LISTED RECORDS —
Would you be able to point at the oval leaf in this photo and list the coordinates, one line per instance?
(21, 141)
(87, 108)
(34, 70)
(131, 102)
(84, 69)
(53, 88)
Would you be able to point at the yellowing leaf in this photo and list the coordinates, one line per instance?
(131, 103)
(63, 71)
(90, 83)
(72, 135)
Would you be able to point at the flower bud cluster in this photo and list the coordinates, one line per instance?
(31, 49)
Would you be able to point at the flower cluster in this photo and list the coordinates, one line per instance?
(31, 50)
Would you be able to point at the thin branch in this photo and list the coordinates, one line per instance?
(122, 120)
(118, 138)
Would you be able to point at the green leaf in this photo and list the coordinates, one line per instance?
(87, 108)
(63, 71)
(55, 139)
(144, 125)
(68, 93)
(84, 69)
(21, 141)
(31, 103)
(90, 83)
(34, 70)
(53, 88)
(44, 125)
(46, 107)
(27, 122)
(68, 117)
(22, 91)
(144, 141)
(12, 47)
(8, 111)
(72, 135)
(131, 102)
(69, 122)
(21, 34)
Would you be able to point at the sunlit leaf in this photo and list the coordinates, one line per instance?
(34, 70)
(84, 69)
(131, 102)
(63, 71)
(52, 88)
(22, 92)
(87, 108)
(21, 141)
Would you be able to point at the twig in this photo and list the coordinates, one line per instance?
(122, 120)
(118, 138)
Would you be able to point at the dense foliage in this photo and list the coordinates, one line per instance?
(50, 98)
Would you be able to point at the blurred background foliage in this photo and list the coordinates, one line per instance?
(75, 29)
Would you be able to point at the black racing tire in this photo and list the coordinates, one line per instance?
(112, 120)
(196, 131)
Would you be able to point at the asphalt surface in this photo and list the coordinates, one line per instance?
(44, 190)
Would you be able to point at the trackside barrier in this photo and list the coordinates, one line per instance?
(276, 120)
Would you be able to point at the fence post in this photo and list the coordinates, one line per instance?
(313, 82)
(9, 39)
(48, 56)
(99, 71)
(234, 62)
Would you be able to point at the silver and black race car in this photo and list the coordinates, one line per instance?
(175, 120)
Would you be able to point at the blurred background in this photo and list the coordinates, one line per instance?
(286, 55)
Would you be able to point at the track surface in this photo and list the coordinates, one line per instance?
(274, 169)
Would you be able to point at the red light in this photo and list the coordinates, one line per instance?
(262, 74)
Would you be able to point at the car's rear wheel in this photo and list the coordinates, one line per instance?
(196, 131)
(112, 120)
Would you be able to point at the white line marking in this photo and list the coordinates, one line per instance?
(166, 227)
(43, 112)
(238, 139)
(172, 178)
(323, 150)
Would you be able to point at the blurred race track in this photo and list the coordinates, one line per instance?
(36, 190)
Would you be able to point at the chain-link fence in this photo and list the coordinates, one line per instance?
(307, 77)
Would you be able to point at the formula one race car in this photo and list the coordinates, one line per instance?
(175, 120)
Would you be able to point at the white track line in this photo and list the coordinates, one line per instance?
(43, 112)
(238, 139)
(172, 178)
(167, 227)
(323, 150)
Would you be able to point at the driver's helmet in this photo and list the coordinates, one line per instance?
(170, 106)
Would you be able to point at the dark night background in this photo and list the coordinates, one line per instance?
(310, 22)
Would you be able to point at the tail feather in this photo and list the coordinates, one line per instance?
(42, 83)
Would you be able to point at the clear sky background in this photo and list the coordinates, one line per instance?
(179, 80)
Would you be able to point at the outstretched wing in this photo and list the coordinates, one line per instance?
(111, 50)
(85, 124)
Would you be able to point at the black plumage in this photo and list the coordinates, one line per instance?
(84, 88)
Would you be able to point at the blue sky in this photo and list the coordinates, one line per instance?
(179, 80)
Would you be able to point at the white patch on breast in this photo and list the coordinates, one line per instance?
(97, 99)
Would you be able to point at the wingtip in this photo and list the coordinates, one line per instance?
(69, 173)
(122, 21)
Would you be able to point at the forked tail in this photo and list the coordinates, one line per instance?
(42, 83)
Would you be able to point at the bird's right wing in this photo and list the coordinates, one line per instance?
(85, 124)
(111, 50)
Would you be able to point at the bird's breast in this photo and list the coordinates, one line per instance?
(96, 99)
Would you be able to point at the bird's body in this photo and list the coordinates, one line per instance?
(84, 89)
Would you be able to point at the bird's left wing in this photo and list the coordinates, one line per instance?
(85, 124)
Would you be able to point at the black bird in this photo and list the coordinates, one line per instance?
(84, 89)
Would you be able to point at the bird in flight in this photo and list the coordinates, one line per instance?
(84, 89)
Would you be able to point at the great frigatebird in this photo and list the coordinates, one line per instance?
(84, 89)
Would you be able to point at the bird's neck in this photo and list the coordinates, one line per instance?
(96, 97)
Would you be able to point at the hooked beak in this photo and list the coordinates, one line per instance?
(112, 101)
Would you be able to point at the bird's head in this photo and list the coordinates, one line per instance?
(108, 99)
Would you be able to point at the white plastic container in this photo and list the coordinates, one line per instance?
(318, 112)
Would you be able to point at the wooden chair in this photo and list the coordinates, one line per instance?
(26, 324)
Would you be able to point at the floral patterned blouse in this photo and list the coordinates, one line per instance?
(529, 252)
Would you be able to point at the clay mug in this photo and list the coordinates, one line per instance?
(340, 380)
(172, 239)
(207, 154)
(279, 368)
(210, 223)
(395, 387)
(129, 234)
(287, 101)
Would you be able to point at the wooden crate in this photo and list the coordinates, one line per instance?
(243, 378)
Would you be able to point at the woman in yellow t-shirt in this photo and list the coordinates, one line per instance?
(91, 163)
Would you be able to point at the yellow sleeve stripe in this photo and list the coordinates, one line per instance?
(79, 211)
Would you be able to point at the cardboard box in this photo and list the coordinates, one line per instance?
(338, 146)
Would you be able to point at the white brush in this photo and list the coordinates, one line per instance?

PROBLEM —
Starting at the line that contains "Would you be able to point at the bird's left", retype each line through the end of the listing above and nothing else.

PROBLEM SOLUTION —
Would you be able to point at the bird's left wing in this photo and list the coordinates, one line per instance?
(85, 124)
Would you be able to point at the black bird in this photo and list the coordinates, one line per instance?
(84, 89)
Would you be able to point at the bird in flight in this photo and list the coordinates, one line per instance?
(84, 89)
Would you be able to point at the great frigatebird in this photo and list the coordinates, one line per instance?
(84, 89)
Would you be able to point at the bird's neck in this photo and list the coordinates, one line per instance?
(96, 97)
Would you be able to point at the hooked beak in this photo and list the coordinates, one line per instance?
(112, 101)
Would you be able to point at the bird's head in this photo and list the coordinates, one line per instance?
(108, 99)
Would you be able to point at the white plastic container in this photo and list the coordinates, one line per instance?
(318, 112)
Would you be able to point at the wooden chair in this photo and list the coordinates, one line per instance?
(26, 324)
Would you be able to point at the floral patterned blouse in this photo and list the coordinates, one line per instance?
(529, 252)
Would you be able to point at the clay mug in this photo and list the coordinates, one line per instance?
(340, 380)
(172, 239)
(207, 154)
(279, 368)
(210, 223)
(395, 387)
(129, 234)
(287, 101)
Would you be able to point at the wooden crate in this photo and list the coordinates, one line per instance?
(243, 378)
Would you be able to point at the woman in yellow t-shirt in this photo and list the coordinates, one line per instance?
(91, 163)
Would you be able to point at the yellow sleeve stripe in this photo and list the coordinates, one line per instance?
(79, 211)
Would you be able to point at the cardboard box in this photo and list the coordinates, one line per instance?
(338, 146)
Would you be able to point at the white brush in this photo and list the coordinates, one line per instance?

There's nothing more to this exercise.